_REQUIRED WORK_
Which lines below contain the string "covered"? Show each of them in full, and treat case as significant.

(Pointing records)

────────────────────────────────────────

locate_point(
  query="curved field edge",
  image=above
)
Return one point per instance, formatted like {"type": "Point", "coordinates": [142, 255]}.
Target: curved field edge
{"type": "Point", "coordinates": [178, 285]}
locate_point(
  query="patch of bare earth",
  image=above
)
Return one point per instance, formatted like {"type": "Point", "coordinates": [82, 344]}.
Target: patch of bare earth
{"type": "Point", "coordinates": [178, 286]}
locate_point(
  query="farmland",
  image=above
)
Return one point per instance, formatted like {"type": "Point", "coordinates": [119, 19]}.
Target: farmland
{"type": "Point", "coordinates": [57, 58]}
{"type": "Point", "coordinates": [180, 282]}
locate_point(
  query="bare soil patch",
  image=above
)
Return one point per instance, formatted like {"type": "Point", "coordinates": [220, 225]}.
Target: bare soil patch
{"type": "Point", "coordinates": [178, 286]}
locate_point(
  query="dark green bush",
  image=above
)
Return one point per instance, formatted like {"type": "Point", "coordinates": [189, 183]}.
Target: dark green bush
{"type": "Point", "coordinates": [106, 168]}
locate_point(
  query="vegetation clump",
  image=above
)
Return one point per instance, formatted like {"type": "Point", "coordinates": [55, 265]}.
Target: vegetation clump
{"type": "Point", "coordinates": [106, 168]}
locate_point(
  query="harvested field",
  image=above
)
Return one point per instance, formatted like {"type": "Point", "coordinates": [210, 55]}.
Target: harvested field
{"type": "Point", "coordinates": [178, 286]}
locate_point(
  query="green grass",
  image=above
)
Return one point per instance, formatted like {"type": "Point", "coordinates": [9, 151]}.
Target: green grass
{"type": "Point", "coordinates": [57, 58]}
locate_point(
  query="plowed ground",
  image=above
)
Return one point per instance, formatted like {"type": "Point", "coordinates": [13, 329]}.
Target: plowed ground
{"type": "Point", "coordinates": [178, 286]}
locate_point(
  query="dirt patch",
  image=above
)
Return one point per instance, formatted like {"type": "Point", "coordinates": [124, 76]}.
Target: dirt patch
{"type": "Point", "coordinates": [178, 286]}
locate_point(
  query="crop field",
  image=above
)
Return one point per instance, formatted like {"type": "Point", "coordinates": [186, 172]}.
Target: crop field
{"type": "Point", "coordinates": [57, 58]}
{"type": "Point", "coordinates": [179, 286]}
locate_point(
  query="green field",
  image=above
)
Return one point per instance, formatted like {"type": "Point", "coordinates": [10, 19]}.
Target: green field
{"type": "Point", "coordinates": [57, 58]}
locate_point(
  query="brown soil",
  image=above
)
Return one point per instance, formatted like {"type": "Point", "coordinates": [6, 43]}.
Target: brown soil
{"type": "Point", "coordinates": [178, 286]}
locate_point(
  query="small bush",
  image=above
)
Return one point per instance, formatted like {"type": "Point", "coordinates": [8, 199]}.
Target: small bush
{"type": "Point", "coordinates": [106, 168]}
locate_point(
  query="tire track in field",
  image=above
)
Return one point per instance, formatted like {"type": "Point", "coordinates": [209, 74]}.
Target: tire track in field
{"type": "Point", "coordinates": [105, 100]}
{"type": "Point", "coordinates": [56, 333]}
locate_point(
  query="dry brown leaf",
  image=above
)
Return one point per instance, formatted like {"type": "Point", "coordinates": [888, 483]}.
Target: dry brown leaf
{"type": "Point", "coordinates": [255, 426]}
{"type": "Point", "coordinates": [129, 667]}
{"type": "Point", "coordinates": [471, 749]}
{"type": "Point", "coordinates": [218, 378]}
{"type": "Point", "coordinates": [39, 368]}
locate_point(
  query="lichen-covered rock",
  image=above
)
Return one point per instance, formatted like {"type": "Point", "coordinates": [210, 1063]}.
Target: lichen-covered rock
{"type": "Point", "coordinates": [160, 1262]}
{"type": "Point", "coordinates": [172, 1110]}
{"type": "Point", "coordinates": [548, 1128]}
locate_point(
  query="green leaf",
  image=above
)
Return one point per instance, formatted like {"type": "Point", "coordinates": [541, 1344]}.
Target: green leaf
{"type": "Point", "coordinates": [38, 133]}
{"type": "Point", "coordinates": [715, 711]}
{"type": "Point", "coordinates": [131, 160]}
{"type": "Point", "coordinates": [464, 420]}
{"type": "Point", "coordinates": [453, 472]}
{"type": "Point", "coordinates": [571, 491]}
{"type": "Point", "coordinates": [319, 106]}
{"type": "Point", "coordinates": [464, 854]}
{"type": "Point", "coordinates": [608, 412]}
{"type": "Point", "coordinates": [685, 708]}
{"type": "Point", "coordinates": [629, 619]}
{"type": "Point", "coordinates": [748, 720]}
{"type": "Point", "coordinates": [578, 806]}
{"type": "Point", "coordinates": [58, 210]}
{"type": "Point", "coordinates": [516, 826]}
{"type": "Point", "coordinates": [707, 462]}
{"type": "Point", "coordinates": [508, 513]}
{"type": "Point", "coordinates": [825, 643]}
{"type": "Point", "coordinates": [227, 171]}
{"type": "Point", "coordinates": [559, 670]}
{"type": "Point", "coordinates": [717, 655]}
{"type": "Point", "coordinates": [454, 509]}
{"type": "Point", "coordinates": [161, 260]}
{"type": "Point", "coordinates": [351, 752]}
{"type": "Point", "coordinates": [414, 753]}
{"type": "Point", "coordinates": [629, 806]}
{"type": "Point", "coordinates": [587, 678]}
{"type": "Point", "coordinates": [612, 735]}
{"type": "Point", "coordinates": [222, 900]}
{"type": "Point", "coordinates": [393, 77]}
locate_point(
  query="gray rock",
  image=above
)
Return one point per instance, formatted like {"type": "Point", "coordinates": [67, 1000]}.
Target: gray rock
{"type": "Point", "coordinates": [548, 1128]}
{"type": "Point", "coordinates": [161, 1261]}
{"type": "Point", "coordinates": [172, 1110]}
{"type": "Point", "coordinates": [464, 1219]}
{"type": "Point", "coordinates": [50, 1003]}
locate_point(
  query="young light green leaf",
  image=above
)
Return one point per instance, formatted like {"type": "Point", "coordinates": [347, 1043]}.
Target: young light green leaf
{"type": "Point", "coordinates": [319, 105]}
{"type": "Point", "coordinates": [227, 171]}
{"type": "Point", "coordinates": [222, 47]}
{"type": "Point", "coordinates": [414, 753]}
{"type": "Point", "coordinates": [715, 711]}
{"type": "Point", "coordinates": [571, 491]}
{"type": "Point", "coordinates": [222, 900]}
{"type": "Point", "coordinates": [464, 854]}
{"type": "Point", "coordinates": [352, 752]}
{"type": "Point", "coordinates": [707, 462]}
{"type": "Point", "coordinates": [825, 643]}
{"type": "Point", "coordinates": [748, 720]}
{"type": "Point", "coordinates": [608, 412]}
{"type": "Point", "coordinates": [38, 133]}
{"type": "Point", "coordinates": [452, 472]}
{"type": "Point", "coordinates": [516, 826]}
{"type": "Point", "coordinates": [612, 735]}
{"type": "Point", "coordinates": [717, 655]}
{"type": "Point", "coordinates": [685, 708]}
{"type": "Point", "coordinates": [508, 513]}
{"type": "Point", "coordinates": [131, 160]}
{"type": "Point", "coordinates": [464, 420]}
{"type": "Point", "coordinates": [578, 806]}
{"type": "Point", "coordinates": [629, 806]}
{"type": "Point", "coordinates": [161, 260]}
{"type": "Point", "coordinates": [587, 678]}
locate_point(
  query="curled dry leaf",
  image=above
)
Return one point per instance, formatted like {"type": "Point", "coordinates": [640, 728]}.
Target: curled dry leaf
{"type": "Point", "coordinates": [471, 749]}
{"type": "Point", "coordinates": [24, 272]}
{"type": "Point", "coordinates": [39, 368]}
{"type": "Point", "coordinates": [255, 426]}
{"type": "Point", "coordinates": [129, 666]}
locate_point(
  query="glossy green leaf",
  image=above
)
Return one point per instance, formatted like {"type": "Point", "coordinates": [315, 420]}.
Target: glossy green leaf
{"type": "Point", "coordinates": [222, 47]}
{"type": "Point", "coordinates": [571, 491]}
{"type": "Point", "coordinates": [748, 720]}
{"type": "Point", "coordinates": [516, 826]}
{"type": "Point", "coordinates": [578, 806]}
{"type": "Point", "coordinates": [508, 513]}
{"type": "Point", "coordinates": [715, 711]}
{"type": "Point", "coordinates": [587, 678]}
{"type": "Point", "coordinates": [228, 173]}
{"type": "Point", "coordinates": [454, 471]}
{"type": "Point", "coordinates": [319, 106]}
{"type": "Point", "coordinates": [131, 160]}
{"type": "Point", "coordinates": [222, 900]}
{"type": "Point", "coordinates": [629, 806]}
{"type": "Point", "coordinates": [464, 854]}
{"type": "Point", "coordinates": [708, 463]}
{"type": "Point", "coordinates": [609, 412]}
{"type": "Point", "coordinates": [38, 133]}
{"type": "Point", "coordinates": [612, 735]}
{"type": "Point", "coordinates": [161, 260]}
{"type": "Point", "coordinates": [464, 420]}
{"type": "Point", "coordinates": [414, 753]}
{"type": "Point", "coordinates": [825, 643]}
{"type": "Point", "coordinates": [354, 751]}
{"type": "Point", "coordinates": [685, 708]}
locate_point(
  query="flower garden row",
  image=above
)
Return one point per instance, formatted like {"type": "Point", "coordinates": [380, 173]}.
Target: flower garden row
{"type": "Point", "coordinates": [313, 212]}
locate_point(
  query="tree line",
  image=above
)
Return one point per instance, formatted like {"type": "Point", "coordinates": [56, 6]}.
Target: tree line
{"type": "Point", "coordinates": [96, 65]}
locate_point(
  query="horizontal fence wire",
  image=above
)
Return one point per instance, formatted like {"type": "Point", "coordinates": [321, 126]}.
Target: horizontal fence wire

────────────────────────────────────────

_SOLVED PROBLEM_
  query="lichen-covered rock",
Target: lichen-covered rock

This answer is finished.